Render the items from the line containing "the tree, which" through the end of the items as a two-column CSV with columns instruction and response. Use one row per item, and put each value in a single quoted field with its line breaks replaced by spaces.

◇ ◇ ◇

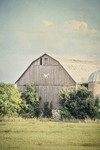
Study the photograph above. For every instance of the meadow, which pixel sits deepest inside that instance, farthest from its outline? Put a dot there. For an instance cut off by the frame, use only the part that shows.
(46, 134)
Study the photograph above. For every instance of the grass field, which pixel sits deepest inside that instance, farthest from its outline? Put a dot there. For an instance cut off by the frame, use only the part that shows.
(32, 134)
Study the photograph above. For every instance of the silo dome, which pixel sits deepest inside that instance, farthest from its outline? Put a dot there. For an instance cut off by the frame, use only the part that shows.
(94, 77)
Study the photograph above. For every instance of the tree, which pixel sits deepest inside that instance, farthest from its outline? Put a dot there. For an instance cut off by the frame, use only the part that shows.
(30, 104)
(10, 100)
(78, 104)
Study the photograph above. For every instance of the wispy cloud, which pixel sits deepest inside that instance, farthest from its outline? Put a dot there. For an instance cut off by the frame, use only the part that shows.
(81, 26)
(47, 23)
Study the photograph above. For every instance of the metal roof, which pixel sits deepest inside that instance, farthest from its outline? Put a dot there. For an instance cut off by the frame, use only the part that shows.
(78, 68)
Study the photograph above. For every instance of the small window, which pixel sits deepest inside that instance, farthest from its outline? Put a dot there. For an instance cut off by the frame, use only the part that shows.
(46, 61)
(41, 61)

◇ ◇ ◇

**TASK SOLUTION**
instruction,response
"Study the photograph above. For every instance of the tree, which pixel sits deepest inside that instance, farthest from its outline? Put a dot there. For an instance cut off by the frame, use only the part that shows.","(30, 104) (10, 100) (78, 104)"
"Study the photograph above. For every instance of the wispy cloud, which pixel sits deepest inside that instance, farthest from its outline? Put a dot there. For an instance cut off by the frame, use only the part that shows.","(81, 26) (47, 23)"
"Study the photograph above. For every instance of the metal roof, which pixel sits deepest inside that instance, farthest from its outline? Put a dot there. For an instance cut off by the frame, use only the part that shows.","(78, 68)"
"Study the photograph above. For every instance of the small window, which pixel sits deepest inside that instance, farthest from its outline? Put a dot there. For an instance cut off by the frame, use only the part that shows.","(46, 61) (41, 61)"